▶ [YOUR OBJECTIVE]
Translate this sentence from the kernel email below into Spanish: "I think there are cleanups that should happen, but I think the patch is correct."

▶ [PAGE TEXT]
-- -- --
On Wed, May 20, 2020 at 8:36 AM Andy Lutomirski <l...@kernel.org> wrote:
>
> On Tue, May 19, 2020 at 7:23 PM Paul E. McKenney <paul...@kernel.org> wrote:
> >
> > On Tue, May 19, 2020 at 05:26:58PM -0700, Andy Lutomirski wrote:
> > > On Tue, May 19, 2020 at 2:20 PM Thomas Gleixner <t...@linutronix.de> 
> > > wrote:

First, the patch as you submitted it is Acked-by: Andy Lutomirski
<l...@kernel.org>.  I think there are cleanups that should happen, but
I think the patch is correct.

About cleanups, concretely:  I think that everything that calls
__idtenter_entry() is called in one of a small number of relatively
sane states:

1. User mode.  This is easy.

2. Kernel, RCU is watching, everything is sane.  We don't actually
need to do any RCU entry/exit pairs -- we should be okay with just a
hypothetical RCU tickle (and IRQ tracing, etc).  This variant can
sleep after the entry part finishes if regs->flags & IF and no one
turned off preemption.

3. Kernel, RCU is not watching, system was idle.  This can only be an
actual interrupt.

So maybe the code can change to:

    if (user_mode(regs)) {
        enter_from_user_mode();
    } else {
        if (!__rcu_is_watching()) {
            /*
             * If RCU is not watching then the same careful
             * sequence vs. lockdep and tracing is required.
             *
             * This only happens for IRQs that hit the idle loop, and
             * even that only happens if we aren't using the sane
             * MWAIT-while-IF=0 mode.
-- -- --
▶ [DATA SHOWN]
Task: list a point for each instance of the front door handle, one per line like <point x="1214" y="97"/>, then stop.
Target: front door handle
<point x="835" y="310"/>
-- -- --
▶ [OUTPUT OF THE EXERCISE]
Creo que hay limpiezas que deberían hacerse, pero creo que el parche es correcto.